> _Work instructions_
Extend the commentary on the 2009 health care reform debate in Washington, beginning after its final sentence.

> _Provided passage_
______________________________
Last week and this
week in Washington
have been even crazier than any before in the health care reform soap opera
of 2009. I recently heard a modern philosopher opine (can't remember his name)
that "life is a first-class opera played by a tenth tier cast." If you tuned in
to C-Span this week to observe the Senate Finance hearings, you’d understand.
Actually, this health reform debate is more a soap opera, at least as Mr.
Baucus' long awaited bill was received. Baucus likes the bill very much. I’m
not sure anyone else in his Chamber does. Nonetheless, I predict it will be the
platform for the final bill for two reasons: first, the CBO marks up the costs
over ten years at less than $900 billion ($856 B), AND they say it will
actually save money over time. The other two major bills cannot claim this
distinction.
Second, at least one Republican might vote for it (Snowe—R-Maine).
But most of what the bill contained when Baucus put it out will likely be
amended away. It’s becoming a platform, not a plan. Democratic colleagues
Rockefeller and Wyden have been the most critical of Baucus, particularly in
requiring coverage with insufficient subsidies for lower income families.
Tri-Com Bill
Meanwhile,
House leaders still think their Tri-Com bill (HR 3200) will be the real
platform, with Ms. Pelosi and others clarifying that the 'public option' (not
included in Mr. Baucus' bill) must be in the final legislation. But their
proposal is more expensive -- even though they ‘fix’ the SGR. They don’t finance
the SGRrrr fix though -- they just sort of write it off as part of the debt, not
part of the next budget.
The Senate doesn’t buy that approach. They say it has
to be paid for (adding $245 billion to the House bill cost if so) -- hence the
Senate chose to band aid patch it for one year only to prevent the 21 percent cut in
physician reimbursement from kicking in this January, even though it kicks in
the following January. (They don’t yet
seem too concerned about the 27 percent cut to cardiology practices looming in 2010
relating to the Medicare Payment Rule, however. The Rule has nothing to do with
health system reform and these bills -- it’s just an ugly manifestation of the
present mess -- but it’s a worse predicament).
It
is clear that neither Democrats or Republicans on the committee are completely
satisfied with the final product and those not included in the “Group of Six”
negotiations over the past weeks want to have their voices heard.
______________________________
> _Dataset_
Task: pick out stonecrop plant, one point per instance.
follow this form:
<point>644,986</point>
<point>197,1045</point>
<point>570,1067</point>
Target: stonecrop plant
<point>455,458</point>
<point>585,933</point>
______________________________
> _Expected answer_
Hearing
After
opening statements by members, the markup started with a tense tone as Chairman
Baucus, committee members, and CBO Director Doug
Elmendorf held a contentious discussion over the “safe speed” of CBO’s work to
produce budget scores on the proposal and amendments. Republicans have called
for “transparency,” with several hours of debate on an amendment by Sen.
Bunning requiring final legislative language and CBO budget scores 72 hours
prior to the committee’s final vote (the amendment failed).
The
markup is slow going, with hundreds of amendments lined up dealing with
coverage, delivery system, and financing and debate over many amendments
lasting hours and at times becoming heated. Several attempts to strengthen the
bill’s provision on medical liability have failed so far, as did an attempt by
Sen. Cornyn (R-TX) to address the SGR fix. Sen. Cornyn also offered an
amendment to strike the controversial Independent Medicare Commission from the
proposal, but it failed. Later, an amendment by Sen. Rockefeller to modify the
Commission, which is based on a bill of his, passed. So far the MedPAC on
steroids piece is alive in there. The “public option” is not.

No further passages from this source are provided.